Count the lines in the material below that contain the string "background", treating uppercase and lowercase as different. Reply with the number alone.

[START OF RAW RECORDS]

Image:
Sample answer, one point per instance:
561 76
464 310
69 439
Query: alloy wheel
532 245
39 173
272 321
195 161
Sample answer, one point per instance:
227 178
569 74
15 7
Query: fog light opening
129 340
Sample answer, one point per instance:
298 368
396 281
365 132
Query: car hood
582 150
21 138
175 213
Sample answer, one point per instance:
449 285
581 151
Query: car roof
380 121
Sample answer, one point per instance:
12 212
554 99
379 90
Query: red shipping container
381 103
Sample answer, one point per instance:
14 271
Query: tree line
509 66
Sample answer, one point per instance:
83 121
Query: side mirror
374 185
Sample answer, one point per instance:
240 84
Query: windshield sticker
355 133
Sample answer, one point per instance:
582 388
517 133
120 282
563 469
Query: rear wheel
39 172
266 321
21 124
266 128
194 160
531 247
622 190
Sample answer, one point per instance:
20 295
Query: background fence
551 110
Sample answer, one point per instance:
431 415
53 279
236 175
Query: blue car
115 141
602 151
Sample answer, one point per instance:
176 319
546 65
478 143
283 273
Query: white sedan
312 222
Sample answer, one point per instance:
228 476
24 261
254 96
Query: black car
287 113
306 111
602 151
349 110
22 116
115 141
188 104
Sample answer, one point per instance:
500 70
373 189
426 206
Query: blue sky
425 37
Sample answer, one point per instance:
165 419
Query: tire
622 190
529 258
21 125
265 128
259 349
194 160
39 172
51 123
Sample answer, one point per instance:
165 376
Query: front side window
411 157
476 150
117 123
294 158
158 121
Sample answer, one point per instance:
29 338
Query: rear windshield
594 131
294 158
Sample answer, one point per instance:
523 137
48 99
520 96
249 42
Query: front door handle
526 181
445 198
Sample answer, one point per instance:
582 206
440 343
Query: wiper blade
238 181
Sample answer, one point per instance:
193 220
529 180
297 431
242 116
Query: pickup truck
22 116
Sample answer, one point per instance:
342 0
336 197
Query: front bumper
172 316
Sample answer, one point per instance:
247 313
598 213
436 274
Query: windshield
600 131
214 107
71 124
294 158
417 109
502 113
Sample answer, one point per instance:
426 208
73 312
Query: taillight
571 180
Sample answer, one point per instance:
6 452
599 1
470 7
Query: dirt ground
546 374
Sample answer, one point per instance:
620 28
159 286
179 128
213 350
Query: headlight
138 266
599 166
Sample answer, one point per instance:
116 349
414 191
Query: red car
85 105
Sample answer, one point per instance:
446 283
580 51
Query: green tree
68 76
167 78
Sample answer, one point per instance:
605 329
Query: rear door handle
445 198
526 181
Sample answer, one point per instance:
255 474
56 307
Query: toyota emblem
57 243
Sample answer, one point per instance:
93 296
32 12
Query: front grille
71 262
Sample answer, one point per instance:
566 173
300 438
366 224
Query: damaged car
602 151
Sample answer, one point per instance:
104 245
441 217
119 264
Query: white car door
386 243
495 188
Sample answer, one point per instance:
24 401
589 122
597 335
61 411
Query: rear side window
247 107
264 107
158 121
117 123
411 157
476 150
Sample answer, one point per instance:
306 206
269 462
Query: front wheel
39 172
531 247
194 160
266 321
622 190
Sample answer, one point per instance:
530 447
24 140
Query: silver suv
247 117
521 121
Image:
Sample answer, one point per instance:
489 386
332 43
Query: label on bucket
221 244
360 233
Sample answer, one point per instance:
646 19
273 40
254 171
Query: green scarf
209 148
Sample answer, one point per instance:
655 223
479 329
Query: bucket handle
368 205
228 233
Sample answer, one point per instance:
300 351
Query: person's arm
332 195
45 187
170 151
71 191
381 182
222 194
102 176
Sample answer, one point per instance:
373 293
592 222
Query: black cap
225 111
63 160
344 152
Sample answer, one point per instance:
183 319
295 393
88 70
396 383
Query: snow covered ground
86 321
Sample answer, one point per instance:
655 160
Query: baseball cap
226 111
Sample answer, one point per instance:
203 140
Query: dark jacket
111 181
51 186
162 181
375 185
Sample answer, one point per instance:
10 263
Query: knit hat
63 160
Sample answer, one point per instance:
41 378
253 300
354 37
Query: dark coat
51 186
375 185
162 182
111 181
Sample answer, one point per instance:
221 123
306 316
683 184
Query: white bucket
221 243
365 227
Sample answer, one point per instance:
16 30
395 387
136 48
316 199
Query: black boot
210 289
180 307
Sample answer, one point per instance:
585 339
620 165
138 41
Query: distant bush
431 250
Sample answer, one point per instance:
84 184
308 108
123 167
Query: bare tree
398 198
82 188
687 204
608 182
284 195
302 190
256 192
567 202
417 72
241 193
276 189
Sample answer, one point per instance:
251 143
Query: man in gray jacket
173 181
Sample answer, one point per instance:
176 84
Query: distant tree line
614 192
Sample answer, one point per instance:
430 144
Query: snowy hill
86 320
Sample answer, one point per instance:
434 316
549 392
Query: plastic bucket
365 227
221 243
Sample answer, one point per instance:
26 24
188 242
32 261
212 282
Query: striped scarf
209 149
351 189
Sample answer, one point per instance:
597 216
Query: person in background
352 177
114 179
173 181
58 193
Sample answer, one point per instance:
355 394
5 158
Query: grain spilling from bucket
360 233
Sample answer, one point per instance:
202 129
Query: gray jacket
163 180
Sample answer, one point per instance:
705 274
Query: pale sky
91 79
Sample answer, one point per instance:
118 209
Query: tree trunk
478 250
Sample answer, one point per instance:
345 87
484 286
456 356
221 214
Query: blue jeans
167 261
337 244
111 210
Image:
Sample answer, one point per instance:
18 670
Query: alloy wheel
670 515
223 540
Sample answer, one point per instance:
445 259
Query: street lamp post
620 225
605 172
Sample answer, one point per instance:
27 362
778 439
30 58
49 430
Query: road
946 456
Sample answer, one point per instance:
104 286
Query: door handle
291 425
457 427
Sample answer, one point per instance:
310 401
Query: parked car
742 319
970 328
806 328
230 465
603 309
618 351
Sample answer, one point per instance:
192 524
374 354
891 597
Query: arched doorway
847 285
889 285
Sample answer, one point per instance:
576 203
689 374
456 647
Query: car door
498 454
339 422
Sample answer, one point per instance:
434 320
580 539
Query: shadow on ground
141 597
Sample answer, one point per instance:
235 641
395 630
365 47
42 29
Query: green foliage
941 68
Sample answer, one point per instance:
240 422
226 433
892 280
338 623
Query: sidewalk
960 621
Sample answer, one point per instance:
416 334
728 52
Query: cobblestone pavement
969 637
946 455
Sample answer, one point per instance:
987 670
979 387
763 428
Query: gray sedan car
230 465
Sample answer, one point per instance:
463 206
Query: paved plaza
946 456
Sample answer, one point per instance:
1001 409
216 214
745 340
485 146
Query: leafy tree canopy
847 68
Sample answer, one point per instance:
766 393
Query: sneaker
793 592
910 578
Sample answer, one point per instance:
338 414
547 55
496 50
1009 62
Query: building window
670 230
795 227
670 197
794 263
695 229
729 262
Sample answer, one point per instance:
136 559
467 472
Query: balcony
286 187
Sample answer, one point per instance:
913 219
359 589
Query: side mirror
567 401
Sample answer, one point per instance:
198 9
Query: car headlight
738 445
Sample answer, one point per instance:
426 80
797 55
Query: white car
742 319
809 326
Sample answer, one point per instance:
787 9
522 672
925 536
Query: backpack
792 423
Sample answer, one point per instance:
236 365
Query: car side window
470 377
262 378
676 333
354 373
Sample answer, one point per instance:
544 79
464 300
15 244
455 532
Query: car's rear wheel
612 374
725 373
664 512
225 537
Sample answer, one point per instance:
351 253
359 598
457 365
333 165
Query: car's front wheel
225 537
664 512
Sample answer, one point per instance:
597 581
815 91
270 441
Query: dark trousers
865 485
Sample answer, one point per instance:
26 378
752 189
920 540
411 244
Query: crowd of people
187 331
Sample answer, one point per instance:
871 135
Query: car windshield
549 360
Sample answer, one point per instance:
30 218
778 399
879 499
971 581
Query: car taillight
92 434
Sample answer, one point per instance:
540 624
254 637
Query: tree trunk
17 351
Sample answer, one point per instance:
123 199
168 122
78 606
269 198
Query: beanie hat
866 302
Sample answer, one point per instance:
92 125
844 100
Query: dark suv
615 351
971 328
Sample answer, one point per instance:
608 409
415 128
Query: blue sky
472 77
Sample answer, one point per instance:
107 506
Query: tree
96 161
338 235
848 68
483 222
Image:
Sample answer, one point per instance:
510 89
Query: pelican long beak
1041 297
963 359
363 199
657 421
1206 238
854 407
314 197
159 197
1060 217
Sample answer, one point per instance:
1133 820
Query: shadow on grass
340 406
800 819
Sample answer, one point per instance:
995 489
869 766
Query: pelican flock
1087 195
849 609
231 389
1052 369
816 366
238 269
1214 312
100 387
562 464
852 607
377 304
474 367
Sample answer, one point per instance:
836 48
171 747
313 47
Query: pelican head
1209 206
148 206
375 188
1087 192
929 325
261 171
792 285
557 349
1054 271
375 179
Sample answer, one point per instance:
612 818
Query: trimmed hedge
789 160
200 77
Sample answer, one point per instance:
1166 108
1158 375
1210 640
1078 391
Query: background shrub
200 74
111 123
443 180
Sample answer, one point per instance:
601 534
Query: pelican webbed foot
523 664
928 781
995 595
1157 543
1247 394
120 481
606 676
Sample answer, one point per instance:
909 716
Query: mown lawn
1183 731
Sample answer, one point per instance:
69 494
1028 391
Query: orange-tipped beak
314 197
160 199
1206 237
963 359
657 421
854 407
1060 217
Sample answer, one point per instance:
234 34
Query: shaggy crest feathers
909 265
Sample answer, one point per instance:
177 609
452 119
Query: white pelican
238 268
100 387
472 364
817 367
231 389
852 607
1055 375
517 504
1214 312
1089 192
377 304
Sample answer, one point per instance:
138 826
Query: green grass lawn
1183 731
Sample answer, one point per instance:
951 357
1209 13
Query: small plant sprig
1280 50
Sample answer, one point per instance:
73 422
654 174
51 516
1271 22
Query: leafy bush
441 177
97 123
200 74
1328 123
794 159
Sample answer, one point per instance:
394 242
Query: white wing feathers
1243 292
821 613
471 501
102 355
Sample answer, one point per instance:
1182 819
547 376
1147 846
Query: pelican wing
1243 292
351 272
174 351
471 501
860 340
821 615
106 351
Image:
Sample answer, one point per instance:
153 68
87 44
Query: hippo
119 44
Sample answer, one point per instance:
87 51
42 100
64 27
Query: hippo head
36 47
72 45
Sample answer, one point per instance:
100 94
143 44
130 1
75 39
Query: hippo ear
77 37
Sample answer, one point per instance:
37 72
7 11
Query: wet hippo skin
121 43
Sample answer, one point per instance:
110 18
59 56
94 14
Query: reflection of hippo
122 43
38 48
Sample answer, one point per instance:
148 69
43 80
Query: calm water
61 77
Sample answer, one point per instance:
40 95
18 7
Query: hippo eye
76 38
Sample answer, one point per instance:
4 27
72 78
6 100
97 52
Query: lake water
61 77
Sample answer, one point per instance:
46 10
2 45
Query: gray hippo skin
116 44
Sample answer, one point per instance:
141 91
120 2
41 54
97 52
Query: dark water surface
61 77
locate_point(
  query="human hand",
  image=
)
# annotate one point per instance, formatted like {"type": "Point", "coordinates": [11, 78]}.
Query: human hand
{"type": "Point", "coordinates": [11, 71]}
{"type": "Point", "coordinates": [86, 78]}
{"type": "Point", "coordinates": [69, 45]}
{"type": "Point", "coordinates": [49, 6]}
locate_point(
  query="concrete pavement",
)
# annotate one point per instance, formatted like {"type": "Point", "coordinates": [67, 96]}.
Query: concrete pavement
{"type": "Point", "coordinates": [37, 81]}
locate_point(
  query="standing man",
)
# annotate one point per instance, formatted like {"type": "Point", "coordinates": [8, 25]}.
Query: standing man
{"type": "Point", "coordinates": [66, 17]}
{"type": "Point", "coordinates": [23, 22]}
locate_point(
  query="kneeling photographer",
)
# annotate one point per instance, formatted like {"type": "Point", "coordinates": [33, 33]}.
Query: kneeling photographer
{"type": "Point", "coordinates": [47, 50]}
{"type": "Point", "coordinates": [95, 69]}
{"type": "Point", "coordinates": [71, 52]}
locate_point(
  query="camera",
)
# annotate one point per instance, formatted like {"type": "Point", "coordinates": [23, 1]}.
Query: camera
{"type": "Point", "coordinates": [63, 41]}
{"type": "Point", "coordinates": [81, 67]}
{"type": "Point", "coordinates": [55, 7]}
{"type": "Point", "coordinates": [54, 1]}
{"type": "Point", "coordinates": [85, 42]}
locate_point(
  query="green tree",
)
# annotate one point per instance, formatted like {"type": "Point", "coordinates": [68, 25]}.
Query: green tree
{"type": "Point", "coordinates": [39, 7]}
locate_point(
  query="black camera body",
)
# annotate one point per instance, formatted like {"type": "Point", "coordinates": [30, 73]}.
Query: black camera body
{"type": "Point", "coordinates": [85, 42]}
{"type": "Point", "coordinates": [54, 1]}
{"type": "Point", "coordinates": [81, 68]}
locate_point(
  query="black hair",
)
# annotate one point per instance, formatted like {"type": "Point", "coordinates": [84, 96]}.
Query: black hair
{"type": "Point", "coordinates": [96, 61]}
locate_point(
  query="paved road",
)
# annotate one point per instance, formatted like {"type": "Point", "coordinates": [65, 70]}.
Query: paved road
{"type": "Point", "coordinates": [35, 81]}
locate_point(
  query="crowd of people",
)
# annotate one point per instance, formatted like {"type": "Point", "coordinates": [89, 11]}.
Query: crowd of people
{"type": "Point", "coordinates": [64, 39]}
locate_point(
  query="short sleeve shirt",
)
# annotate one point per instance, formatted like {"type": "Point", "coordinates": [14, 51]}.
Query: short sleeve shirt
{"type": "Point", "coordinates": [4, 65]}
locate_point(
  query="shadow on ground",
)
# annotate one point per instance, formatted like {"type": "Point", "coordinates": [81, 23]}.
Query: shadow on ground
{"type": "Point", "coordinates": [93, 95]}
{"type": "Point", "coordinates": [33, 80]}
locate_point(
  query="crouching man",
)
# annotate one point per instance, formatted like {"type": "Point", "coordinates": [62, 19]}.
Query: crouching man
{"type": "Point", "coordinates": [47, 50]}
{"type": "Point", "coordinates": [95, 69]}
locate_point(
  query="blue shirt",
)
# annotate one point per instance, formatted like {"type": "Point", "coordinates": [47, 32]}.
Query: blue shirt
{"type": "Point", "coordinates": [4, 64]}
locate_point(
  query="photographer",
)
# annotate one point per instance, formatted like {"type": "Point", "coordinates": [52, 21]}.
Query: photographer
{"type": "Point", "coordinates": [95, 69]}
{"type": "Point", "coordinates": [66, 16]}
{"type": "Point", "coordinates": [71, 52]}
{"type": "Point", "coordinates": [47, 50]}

[END OF RAW RECORDS]

### RESPONSE FOR THIS EXERCISE:
3